*УСЛОВИЯ ЗАДАНИЯ*. Поменяйте "metal bollard" на "steel bollard" и приведите записи заново, начиная со строки с "Every instance of the white t-shirt" и заканчивая строкой с "[[108, 212]]". Всё остальное в этих записях должно остаться без изменений.

*ИСХОДНЫЕ ДАННЫЕ*.
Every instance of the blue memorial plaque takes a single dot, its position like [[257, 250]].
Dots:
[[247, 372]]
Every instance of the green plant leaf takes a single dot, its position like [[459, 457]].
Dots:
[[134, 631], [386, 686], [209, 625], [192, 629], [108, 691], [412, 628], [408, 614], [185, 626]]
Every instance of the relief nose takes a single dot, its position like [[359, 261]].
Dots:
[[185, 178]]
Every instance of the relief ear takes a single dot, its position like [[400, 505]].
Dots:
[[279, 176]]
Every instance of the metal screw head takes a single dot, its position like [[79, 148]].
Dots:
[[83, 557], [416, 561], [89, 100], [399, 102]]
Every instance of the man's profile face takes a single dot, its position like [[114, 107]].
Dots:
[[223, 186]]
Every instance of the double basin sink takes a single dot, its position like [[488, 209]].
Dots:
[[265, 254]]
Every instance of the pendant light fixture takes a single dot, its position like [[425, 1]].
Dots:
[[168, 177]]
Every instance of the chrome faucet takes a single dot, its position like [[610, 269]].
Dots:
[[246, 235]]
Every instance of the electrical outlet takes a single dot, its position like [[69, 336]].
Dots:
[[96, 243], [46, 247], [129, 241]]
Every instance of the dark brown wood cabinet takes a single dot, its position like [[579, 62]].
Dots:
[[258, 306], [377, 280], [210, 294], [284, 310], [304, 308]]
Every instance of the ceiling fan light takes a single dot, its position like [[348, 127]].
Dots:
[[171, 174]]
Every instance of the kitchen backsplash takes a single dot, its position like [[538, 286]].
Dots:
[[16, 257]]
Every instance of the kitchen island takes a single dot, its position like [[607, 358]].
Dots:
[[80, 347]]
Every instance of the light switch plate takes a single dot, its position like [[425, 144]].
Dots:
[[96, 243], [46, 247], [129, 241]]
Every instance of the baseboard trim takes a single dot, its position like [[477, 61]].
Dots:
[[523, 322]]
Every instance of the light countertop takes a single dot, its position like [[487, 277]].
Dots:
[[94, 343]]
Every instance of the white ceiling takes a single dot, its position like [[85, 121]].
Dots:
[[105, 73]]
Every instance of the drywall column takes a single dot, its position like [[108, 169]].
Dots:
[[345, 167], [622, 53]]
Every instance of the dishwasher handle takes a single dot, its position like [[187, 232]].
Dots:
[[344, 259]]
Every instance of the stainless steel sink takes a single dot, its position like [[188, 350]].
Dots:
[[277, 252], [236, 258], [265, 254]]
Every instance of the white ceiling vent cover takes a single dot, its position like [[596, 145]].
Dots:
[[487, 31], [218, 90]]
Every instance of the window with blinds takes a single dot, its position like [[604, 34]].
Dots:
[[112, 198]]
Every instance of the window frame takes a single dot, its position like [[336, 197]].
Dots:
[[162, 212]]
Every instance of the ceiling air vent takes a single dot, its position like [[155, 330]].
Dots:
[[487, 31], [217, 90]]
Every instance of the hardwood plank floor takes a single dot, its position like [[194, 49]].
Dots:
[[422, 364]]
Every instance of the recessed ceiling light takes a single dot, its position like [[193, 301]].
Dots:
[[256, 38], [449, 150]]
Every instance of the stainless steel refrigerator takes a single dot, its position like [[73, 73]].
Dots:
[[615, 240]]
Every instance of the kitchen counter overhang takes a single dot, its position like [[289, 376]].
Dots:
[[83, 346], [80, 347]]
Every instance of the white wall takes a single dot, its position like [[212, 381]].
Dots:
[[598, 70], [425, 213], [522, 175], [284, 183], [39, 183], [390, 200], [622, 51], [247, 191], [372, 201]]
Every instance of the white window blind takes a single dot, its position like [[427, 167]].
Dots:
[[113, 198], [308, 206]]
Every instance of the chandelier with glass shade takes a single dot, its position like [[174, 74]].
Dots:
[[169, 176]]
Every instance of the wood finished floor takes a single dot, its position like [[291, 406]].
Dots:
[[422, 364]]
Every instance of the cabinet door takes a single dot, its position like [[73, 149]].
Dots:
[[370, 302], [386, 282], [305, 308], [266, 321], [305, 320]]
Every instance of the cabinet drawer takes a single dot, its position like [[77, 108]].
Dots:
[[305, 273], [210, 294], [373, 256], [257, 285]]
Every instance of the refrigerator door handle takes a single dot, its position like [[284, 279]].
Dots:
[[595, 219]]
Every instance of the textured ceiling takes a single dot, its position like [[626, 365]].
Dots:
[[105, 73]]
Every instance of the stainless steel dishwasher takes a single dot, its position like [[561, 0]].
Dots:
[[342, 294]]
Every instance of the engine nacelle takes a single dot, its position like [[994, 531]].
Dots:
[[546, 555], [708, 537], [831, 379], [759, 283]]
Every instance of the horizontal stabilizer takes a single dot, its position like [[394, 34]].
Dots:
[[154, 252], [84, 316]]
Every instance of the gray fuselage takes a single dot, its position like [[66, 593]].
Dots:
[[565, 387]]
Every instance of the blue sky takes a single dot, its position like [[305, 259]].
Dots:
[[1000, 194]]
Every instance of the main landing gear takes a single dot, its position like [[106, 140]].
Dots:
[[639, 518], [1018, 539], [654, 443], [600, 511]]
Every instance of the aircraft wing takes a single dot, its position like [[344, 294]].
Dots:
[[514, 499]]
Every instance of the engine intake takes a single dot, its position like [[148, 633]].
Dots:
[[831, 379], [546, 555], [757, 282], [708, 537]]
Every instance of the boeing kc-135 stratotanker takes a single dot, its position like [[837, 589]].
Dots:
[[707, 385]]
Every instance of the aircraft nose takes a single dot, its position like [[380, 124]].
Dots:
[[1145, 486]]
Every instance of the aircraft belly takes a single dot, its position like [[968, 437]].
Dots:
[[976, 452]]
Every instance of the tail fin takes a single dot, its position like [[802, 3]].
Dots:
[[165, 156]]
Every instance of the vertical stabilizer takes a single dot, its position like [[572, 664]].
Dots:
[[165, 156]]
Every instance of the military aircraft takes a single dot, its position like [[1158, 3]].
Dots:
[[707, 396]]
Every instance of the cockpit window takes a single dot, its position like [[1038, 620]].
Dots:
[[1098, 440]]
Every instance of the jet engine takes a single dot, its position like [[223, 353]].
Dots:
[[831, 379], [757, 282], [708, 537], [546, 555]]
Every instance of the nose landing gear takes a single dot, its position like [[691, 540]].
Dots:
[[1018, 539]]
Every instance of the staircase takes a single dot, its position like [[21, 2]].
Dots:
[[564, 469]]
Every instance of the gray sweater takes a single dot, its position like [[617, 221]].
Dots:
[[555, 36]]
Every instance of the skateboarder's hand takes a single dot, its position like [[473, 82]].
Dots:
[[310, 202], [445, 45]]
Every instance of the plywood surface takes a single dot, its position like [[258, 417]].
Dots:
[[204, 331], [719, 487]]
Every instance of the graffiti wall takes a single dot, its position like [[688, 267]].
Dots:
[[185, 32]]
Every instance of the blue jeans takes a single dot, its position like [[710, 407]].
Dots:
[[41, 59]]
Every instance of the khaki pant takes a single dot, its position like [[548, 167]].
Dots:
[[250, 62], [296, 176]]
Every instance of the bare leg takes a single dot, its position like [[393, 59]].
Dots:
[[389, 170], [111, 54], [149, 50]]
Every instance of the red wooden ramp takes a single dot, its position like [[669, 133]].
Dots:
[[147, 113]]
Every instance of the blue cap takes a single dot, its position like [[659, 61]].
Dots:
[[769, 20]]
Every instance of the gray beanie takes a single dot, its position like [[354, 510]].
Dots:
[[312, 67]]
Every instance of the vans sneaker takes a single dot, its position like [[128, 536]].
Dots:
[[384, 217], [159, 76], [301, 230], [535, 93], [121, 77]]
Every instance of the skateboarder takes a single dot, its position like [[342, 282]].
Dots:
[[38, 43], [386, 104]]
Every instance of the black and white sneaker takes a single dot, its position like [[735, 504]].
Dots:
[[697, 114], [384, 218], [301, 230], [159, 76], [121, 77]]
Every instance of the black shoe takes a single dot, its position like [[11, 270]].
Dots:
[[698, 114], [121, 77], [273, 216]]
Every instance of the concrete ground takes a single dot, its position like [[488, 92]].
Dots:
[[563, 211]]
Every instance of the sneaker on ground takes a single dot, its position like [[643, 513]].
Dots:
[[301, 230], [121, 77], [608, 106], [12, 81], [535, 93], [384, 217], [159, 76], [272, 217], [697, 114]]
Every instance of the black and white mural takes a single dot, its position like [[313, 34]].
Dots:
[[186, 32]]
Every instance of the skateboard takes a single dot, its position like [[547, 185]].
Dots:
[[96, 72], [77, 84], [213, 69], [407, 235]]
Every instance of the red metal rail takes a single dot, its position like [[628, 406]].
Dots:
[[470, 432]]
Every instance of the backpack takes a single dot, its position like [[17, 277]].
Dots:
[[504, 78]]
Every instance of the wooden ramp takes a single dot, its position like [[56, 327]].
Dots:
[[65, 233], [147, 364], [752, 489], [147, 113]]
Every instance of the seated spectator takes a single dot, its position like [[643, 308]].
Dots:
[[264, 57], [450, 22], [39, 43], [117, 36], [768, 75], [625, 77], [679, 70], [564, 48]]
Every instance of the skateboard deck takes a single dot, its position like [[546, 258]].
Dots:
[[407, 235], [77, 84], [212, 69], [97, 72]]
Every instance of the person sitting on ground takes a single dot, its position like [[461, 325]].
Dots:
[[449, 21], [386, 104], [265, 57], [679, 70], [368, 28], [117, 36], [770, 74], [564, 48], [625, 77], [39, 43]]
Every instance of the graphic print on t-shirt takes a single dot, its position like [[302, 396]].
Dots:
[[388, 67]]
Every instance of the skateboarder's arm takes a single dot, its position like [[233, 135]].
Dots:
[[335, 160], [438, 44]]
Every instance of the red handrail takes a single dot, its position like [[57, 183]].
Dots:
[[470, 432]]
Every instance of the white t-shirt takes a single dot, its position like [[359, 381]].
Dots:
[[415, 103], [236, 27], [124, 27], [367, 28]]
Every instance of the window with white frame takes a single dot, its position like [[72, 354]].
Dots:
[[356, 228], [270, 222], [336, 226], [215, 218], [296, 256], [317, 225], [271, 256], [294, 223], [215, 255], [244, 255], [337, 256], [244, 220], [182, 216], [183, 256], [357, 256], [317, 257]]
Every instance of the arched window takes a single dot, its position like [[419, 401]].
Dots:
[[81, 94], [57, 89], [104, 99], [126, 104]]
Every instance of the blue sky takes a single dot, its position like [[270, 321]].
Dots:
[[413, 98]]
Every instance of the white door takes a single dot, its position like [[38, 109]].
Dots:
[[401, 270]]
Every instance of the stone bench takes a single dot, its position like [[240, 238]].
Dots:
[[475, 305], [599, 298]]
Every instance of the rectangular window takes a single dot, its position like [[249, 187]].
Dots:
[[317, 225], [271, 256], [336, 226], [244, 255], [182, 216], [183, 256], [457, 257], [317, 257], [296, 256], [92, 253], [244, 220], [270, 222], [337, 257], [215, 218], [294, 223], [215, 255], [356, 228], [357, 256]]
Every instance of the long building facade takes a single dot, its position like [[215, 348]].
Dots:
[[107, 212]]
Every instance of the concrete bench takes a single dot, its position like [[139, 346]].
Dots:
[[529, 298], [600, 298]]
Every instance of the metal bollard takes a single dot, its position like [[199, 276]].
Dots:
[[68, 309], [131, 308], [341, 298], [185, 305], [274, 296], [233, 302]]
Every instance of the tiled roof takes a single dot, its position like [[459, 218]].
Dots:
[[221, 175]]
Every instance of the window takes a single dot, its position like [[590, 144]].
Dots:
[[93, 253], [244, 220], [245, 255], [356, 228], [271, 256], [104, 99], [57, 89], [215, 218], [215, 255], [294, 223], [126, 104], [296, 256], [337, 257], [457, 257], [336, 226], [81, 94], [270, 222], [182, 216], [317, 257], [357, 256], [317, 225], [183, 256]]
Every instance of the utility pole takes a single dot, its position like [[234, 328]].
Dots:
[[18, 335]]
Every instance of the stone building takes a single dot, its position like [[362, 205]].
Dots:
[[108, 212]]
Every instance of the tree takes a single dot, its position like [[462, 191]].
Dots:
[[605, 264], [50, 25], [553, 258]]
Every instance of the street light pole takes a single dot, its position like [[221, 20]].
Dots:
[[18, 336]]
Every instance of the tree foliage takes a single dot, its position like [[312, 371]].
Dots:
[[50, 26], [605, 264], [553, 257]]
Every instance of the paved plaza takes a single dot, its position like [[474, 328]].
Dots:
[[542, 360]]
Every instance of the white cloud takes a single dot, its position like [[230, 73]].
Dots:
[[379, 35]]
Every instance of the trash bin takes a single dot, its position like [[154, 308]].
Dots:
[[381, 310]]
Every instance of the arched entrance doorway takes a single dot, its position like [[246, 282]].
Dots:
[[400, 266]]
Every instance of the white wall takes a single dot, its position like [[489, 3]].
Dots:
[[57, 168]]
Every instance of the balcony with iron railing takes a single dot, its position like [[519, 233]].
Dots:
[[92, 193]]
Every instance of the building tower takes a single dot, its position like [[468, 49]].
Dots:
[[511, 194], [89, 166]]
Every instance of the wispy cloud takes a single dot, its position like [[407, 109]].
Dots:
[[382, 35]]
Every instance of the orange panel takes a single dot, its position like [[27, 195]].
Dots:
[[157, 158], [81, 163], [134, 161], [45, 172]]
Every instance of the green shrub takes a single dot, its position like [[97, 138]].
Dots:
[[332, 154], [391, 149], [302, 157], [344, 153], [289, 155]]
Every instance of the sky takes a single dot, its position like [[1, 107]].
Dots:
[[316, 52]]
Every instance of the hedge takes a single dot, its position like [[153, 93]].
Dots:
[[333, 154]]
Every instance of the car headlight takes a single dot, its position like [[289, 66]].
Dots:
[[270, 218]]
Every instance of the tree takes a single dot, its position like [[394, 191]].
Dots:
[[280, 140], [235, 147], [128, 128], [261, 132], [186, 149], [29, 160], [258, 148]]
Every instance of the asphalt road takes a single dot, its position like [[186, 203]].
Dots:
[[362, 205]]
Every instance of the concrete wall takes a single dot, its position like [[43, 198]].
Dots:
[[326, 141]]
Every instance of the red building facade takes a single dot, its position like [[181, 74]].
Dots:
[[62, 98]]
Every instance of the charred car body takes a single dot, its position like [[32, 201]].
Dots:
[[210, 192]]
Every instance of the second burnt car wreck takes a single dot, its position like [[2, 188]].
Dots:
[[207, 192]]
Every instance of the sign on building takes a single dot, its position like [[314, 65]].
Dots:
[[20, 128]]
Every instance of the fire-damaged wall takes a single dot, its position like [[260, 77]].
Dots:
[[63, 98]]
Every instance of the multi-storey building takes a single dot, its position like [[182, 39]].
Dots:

*РЕЗУЛЬТАТ ВЫПОЛНЕНИЯ*.
Every instance of the white t-shirt takes a single dot, its position like [[359, 381]].
Dots:
[[415, 103], [236, 27], [124, 27], [367, 28]]
Every instance of the window with white frame takes a single dot, its position like [[72, 354]].
Dots:
[[356, 228], [270, 222], [336, 226], [215, 218], [296, 256], [317, 225], [271, 256], [294, 223], [215, 255], [244, 255], [337, 256], [244, 220], [182, 216], [183, 256], [357, 256], [317, 257]]
Every instance of the arched window takes a single dot, its position like [[419, 401]].
Dots:
[[81, 94], [57, 89], [104, 99], [126, 104]]
Every instance of the blue sky takes a single dot, its position like [[270, 321]].
Dots:
[[413, 98]]
Every instance of the white door takes a single dot, its position like [[38, 109]].
Dots:
[[401, 270]]
Every instance of the stone bench takes a single dot, its position like [[240, 238]].
Dots:
[[475, 305], [599, 298]]
Every instance of the rectangular window takes a single dot, its position like [[249, 187]].
Dots:
[[317, 225], [271, 256], [336, 226], [244, 255], [182, 216], [183, 256], [457, 257], [317, 257], [296, 256], [92, 253], [244, 220], [270, 222], [337, 257], [215, 218], [294, 223], [215, 255], [356, 228], [357, 256]]
Every instance of the long building facade takes a single dot, its position like [[215, 348]].
Dots:
[[107, 212]]
Every instance of the concrete bench takes a single dot, its position like [[139, 346]].
Dots:
[[529, 298], [600, 298]]
Every instance of the steel bollard takes a single dot, its position like [[199, 276]].
Dots:
[[68, 309], [131, 308], [341, 298], [185, 305], [274, 296], [233, 302]]
Every instance of the tiled roof takes a single dot, its position like [[459, 218]].
Dots:
[[221, 175]]
Every instance of the window takes a single dot, its position like [[590, 144]].
Dots:
[[93, 253], [244, 220], [245, 255], [356, 228], [271, 256], [104, 99], [57, 89], [215, 218], [215, 255], [294, 223], [126, 104], [296, 256], [337, 257], [457, 257], [336, 226], [81, 94], [270, 222], [182, 216], [317, 257], [357, 256], [317, 225], [183, 256]]
Every instance of the utility pole takes a single dot, its position like [[234, 328]].
Dots:
[[18, 335]]
Every instance of the stone building takes a single dot, its position like [[362, 205]].
Dots:
[[108, 212]]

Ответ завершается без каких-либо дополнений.